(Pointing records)

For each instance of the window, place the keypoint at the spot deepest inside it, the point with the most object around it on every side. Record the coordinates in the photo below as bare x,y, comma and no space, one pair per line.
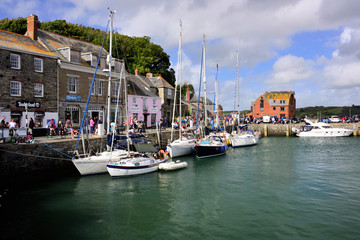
93,89
15,61
38,65
72,84
15,88
38,90
100,86
115,88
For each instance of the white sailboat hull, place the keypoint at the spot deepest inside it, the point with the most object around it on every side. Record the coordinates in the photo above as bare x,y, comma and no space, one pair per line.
133,166
334,132
180,148
244,140
96,164
169,166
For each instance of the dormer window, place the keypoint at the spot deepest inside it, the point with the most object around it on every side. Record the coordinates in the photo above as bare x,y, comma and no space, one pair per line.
15,61
75,56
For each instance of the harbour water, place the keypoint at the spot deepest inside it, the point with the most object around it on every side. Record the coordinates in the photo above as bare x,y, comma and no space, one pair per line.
283,188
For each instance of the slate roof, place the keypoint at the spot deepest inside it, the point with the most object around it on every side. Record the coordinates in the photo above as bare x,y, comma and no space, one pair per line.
161,82
137,87
23,43
55,41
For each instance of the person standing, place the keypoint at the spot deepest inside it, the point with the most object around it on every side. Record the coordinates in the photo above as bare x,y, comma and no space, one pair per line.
92,125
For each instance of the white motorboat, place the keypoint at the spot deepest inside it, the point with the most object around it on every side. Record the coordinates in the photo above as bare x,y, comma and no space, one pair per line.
320,129
96,164
171,165
135,165
244,139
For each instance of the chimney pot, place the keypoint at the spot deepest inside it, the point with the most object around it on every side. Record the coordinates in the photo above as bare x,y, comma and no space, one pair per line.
32,26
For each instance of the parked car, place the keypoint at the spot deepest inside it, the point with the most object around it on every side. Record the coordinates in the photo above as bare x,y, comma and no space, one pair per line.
356,118
295,120
334,119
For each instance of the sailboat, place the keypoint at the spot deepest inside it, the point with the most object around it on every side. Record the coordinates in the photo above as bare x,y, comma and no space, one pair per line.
242,136
96,164
182,146
137,163
210,145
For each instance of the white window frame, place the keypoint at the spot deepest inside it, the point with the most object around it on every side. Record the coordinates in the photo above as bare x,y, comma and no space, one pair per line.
40,90
99,87
38,65
115,88
70,84
15,88
15,61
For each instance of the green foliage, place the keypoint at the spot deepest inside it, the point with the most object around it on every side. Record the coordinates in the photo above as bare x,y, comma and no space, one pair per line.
138,52
18,25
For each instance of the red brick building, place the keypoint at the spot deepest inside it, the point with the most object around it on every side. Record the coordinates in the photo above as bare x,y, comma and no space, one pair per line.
274,103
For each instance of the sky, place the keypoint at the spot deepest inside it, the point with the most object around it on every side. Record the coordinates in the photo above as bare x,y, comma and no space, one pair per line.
311,47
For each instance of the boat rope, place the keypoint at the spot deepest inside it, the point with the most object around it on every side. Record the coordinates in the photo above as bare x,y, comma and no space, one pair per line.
92,85
31,155
56,150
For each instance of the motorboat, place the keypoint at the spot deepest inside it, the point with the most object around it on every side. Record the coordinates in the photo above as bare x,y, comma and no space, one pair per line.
171,165
134,165
320,129
181,147
96,164
210,146
244,137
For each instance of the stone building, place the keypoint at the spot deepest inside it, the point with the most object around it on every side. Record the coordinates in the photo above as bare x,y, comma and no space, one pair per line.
274,103
29,83
77,61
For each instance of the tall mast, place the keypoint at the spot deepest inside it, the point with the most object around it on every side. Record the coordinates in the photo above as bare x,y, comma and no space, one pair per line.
204,75
180,73
237,82
217,96
109,60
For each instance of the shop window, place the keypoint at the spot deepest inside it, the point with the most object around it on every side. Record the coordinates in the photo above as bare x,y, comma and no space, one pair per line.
15,88
15,61
38,90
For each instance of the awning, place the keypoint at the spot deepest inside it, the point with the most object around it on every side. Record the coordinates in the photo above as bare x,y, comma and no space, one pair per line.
144,147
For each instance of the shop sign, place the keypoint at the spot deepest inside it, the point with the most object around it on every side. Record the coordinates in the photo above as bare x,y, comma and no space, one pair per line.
73,98
29,104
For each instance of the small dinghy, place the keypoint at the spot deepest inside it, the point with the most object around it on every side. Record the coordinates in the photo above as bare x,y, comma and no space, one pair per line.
168,166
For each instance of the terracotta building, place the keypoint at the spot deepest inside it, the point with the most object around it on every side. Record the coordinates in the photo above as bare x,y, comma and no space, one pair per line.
274,103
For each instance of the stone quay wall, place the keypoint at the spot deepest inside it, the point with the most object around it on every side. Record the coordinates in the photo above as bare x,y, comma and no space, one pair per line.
42,158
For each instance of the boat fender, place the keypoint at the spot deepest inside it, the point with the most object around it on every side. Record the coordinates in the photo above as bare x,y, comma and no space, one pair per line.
161,153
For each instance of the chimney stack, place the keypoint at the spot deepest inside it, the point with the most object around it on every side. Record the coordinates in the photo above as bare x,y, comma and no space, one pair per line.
32,26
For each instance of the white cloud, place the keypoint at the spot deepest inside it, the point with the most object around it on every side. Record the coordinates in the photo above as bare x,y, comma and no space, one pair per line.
289,69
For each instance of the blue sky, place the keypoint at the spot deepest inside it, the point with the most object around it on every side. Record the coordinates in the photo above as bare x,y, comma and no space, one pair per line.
309,46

What is required – Present every line of the records above as a numbered list, skipping blank lines. Leave the pictures out.

Written solution –
1. For each instance of the window, place the keypoint at the spot deepest inside it, the point with the most object around it on every side. Record the coordinates in the photo below as bare x,y, comma and no space, one pair per line.
2. 93,89
3. 15,61
4. 38,65
5. 72,84
6. 15,88
7. 38,90
8. 100,86
9. 115,88
10. For each instance of the white sailboat hull, place the keypoint at the spot deepest inside it, the point with the most object around it on every side. Record the coordinates in the photo above as bare x,y, comma and no space, one pair per line.
11. 133,166
12. 334,132
13. 180,148
14. 244,140
15. 96,164
16. 169,166
17. For each instance of the dormer window, place the keypoint at the spot deepest inside it, the point with the most object around it on every side. Record the coordinates in the photo above as bare x,y, comma and no space, one pair per line.
18. 15,61
19. 75,56
20. For each instance of the harbour water, place the keypoint at the spot deepest inside it, the point with the most object around it on every side. Record the coordinates in the photo above as bare x,y, comma and no space, one pair per line.
21. 283,188
22. For each instance of the slate roof, place the keypoint at the spot deepest inside it, the point with the most object around it on every side. Record the coordinates in the photo above as bare x,y, comma and no space, one pair per line.
23. 161,82
24. 137,87
25. 23,43
26. 55,41
27. For each instance of the person standing, place the keypoint at the spot deepest inside it, the point with the most object around it on every side. Record the coordinates in the photo above as bare x,y, comma and no space, one pair per line.
28. 92,125
29. For each instance of the white motorboat, place the keypoint at the spot deepest inside it, the point with the most object around it on every side. Record the coordinates in the photo above as bare x,y, comma and no space, one pair per line.
30. 320,129
31. 96,164
32. 171,165
33. 135,165
34. 244,139
35. For each instance of the chimney pot, place the keypoint at the spot deepest inside it, the point with the most object around it on every side. Record the coordinates in the photo above as bare x,y, comma and no space, one pair per line.
36. 32,26
37. For each instance of the parked car, place the keypoint at the spot deepest inside it, the point with the most object around it on every side. Record the coordinates in the photo above as bare x,y, comma and no space, one pair per line.
38. 356,118
39. 295,120
40. 334,119
41. For each instance of the sailboat, place the keypoint at the spot deepest inside it, the point with the most object around it on every side. Record the coordinates in the photo above as bare x,y, comma and no space, one pair per line.
42. 242,136
43. 96,164
44. 182,146
45. 137,163
46. 210,145
47. For each instance of the white window frame, place the keypoint at the spot deepest inside it, the point with the most object around it on every side. Record the coordinates in the photo above as bare x,y, comma and no space, one pair per line.
48. 40,90
49. 99,87
50. 38,65
51. 115,88
52. 70,84
53. 15,88
54. 15,61
55. For each instance of the green foliage, place the keypoint at the spot deepest inside it, the point with the most object around it on every side. Record the coordinates in the photo above as bare x,y, comma and no space, one pair per line.
56. 138,52
57. 18,25
58. For each instance of the red brick building, place the keypoint at the spot deepest inside it, the point with the most object around it on every side. Record the coordinates in the photo above as bare x,y, comma and no space, one pair per line.
59. 274,103
60. For each instance of the sky, place the keypoint at the spot deepest inside it, the point with the most object around it on every side. Record the coordinates in the photo above as bare x,y, comma and no space, one pair per line.
61. 311,47
62. For each instance of the boat rope, place the keypoint at the spot deepest inside it, the point with the most object around it on every side. Record the coordinates in the photo above as bare x,y, comma and no space, one pair per line.
63. 92,85
64. 31,155
65. 56,150
66. For each instance of the motorboat, place the keypoint at the spot deepest inside it, the point with the most object around it on every side. Record the coordinates in the photo above as bare x,y, comma and no space, one pair per line.
67. 171,165
68. 134,165
69. 320,129
70. 181,147
71. 96,164
72. 210,146
73. 244,137
74. For each instance of the stone building, place the keypoint at the spot deepest inside it, the point with the most object around it on every side. Record the coordinates in the photo above as bare x,y, comma and no space, one pair per line.
75. 274,103
76. 29,83
77. 77,61
78. For each instance of the tall mast, place the keypoint at the spot deepest inside it, the point with the most object around it on every side. Record the coordinates in the photo above as bare x,y, comma and no space, one pair per line.
79. 204,75
80. 180,73
81. 237,82
82. 217,96
83. 109,60
84. For each instance of the shop window, place the keypoint at the spot deepest inside it, the point with the most object around it on every side. Record the coordinates in the photo above as bare x,y, comma and no space, one pair per line.
85. 15,88
86. 15,61
87. 38,90
88. For each instance of the awning, place the keypoint at the spot deepest inside it, the point with the most object around it on every side. Record the coordinates in the photo above as bare x,y, comma and no space, one pair per line.
89. 144,147
90. For each instance of the shop sign, place the keypoint at the spot deepest inside it, the point with the most object around it on every side. Record the coordinates in the photo above as bare x,y, comma and no space, one pair per line.
91. 73,98
92. 29,104
93. For each instance of the small dinghy, place the keypoint at the spot deepest inside it, the point with the most object around it on every side. Record the coordinates in the photo above as bare x,y, comma and no space, one pair per line.
94. 168,166
95. For each instance of the terracotta building, place the keypoint at the spot deepest inside it, the point with the most object around it on every side. Record the coordinates in the photo above as bare x,y, comma and no space, one pair per line.
96. 274,103
97. For each instance of the stone quay wall, place the keypoint at the spot deepest inside it, the point with the most object around it on every side. Record the coordinates in the photo above as bare x,y, comma and no space, one pair per line.
98. 42,158
99. For each instance of the boat fender, place the keypoint at the spot deepest inside it, the point with the most object around it on every side. Record the coordinates in the photo above as bare x,y, comma and no space, one pair per line.
100. 161,153
101. For each instance of the chimney stack, place the keypoint at the spot deepest inside it, the point with the most object around it on every side. Record the coordinates in the photo above as bare x,y, comma and no space, one pair per line.
102. 32,26
103. For each instance of the white cloud, place the keypoint at the spot deepest inside it, the point with the most object around it on every side. Record the coordinates in the photo above as bare x,y, comma and no space, one pair per line.
104. 289,69
105. For each instance of the blue sky, place the keypoint at the spot deepest inside it, the point with the most object around it on every side. Record the coordinates in the photo above as bare x,y, comma and no space, one pair per line.
106. 309,46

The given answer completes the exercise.